= PROBLEM =
Please change "hallway" to "corridor" in the material from the line with "of the hallway" up to and including the line with "<point>554,348</point>". Give back only those lines, with nothing else altered.

___ DATA LINES ___

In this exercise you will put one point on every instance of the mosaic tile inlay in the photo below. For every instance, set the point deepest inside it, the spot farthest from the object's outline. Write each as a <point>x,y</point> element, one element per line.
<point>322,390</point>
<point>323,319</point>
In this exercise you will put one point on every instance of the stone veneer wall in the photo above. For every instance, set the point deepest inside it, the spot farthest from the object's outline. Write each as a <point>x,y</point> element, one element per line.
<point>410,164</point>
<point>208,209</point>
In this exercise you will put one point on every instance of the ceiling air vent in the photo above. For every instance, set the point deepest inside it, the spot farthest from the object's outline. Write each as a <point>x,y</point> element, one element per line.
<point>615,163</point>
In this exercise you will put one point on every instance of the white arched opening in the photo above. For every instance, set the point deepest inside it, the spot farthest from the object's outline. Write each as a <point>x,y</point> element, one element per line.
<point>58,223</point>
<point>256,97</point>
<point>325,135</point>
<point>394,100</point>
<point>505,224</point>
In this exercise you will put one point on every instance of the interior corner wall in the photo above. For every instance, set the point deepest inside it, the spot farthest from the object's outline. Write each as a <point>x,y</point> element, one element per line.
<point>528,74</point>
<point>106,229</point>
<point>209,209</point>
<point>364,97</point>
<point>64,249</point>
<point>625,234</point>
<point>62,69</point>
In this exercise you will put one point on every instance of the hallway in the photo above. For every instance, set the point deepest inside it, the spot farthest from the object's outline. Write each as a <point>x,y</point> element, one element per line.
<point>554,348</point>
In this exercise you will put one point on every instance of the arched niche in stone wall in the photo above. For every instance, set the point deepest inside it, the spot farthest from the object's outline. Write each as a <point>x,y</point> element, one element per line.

___

= SOLUTION TO THIS TASK =
In this exercise you will put one point on every instance of the corridor in the photo above. For every instance, set the point deepest inside it, the spot farthest from the object's outline. Write each as a <point>x,y</point> element, one element per line.
<point>554,348</point>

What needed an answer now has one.